### EXERCISE DESCRIPTION
Copy out every line of the rows below that contains the word "worker".

### TASK INPUTS
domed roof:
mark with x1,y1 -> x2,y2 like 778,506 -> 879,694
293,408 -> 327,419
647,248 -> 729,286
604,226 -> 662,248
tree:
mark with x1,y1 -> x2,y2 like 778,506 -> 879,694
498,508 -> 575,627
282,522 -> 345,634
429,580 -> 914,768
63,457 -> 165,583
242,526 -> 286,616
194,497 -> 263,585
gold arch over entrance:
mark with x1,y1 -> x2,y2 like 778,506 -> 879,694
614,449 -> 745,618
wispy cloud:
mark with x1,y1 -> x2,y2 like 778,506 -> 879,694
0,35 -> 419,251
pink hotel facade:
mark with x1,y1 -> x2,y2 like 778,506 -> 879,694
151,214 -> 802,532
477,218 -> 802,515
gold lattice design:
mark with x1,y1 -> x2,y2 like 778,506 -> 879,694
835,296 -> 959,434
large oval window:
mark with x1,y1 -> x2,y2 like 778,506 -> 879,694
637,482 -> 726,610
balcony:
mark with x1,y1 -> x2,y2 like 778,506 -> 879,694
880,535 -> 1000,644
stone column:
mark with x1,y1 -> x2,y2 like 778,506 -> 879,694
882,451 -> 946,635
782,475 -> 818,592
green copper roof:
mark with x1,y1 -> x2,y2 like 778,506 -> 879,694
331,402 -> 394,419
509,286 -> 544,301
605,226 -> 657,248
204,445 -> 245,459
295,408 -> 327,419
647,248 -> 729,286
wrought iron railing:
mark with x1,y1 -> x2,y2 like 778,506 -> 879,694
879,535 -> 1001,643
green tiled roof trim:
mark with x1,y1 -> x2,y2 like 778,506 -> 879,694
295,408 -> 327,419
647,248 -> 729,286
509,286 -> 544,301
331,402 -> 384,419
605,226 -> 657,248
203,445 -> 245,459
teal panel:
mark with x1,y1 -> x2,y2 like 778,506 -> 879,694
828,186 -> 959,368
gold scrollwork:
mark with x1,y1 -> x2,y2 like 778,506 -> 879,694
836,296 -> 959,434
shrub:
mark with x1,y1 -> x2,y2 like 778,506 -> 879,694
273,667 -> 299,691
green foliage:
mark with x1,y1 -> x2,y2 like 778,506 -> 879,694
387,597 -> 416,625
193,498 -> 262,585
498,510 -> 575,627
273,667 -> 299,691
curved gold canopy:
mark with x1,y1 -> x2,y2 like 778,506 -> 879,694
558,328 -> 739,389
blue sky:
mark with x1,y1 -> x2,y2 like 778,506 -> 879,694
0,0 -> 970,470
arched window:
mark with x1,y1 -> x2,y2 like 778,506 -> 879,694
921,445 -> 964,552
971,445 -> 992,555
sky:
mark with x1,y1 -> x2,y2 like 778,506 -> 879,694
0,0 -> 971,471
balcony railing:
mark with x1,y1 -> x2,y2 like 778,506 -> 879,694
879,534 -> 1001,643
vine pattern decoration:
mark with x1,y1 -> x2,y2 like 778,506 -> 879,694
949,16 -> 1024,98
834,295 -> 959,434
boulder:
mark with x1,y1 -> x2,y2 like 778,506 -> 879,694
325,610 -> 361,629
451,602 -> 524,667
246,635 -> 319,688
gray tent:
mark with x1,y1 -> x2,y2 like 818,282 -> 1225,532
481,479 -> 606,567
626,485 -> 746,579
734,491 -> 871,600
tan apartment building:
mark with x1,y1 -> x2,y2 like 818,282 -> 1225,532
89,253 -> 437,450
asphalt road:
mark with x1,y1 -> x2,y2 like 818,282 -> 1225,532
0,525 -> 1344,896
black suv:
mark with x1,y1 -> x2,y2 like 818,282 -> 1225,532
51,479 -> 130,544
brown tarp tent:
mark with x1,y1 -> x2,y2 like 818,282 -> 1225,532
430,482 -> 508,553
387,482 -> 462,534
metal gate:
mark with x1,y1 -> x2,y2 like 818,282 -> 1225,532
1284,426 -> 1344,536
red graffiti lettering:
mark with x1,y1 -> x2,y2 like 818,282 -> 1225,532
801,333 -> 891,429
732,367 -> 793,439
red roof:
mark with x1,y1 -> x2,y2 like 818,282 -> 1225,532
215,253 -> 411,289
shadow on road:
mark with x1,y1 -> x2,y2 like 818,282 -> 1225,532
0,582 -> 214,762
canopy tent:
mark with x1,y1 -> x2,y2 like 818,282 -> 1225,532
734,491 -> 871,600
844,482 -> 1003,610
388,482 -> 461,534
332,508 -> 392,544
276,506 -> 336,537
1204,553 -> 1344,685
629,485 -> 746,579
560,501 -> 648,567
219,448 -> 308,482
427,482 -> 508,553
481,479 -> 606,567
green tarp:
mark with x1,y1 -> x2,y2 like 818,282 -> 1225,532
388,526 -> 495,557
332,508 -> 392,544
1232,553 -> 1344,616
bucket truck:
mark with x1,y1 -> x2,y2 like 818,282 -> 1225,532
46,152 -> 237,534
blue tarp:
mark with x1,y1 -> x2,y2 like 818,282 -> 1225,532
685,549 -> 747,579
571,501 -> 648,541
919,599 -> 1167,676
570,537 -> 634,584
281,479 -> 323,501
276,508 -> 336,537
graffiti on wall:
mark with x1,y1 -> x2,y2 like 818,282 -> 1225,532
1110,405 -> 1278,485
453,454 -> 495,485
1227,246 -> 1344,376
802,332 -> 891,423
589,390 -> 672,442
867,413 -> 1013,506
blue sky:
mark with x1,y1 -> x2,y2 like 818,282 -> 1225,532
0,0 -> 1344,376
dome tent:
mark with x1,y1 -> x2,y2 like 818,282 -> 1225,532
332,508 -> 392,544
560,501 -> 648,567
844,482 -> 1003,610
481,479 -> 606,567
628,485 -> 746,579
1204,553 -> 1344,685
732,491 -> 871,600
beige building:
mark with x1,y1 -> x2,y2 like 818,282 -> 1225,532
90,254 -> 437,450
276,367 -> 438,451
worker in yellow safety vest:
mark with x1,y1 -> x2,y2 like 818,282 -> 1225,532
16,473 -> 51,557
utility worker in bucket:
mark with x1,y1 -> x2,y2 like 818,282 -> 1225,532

### EXERCISE SOLUTION
worker in yellow safety vest:
utility worker in bucket:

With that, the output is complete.